→ INSTRUCTIONS FOR THE TASK
Once you have read the entries below, repeat all of them exactly.

(Data entries)
[Start of section]

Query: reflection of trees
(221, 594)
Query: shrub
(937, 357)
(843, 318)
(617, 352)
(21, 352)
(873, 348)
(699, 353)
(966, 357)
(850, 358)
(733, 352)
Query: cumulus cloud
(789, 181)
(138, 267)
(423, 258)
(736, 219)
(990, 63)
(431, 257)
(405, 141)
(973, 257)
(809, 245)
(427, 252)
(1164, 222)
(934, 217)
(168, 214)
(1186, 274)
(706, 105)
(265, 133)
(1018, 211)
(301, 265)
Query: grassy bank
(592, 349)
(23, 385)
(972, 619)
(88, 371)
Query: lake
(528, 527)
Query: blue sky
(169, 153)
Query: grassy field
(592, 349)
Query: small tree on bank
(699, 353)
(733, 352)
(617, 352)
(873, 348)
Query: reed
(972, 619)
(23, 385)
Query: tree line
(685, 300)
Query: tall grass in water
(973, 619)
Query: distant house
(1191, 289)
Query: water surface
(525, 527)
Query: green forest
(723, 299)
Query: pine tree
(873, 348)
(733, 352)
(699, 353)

[End of section]

→ FINAL ANSWER
Query: reflection of trees
(221, 594)
Query: shrub
(937, 357)
(843, 318)
(617, 352)
(21, 352)
(873, 348)
(699, 353)
(966, 357)
(850, 358)
(733, 352)
Query: cumulus cloud
(789, 181)
(138, 267)
(423, 258)
(736, 219)
(990, 63)
(431, 257)
(405, 141)
(973, 257)
(809, 245)
(427, 252)
(1164, 222)
(934, 217)
(168, 214)
(1186, 274)
(706, 105)
(265, 133)
(1018, 211)
(301, 265)
Query: grassy bank
(592, 349)
(23, 385)
(972, 619)
(88, 371)
Query: lake
(528, 527)
Query: blue sky
(169, 153)
Query: grassy field
(592, 349)
Query: small tree on bank
(699, 353)
(733, 352)
(617, 352)
(873, 348)
Query: reed
(972, 619)
(23, 385)
Query: tree line
(685, 300)
Query: tall grass in water
(973, 619)
Query: distant house
(1191, 289)
Query: water surface
(525, 527)
Query: green forest
(723, 299)
Query: pine tree
(873, 348)
(733, 352)
(699, 353)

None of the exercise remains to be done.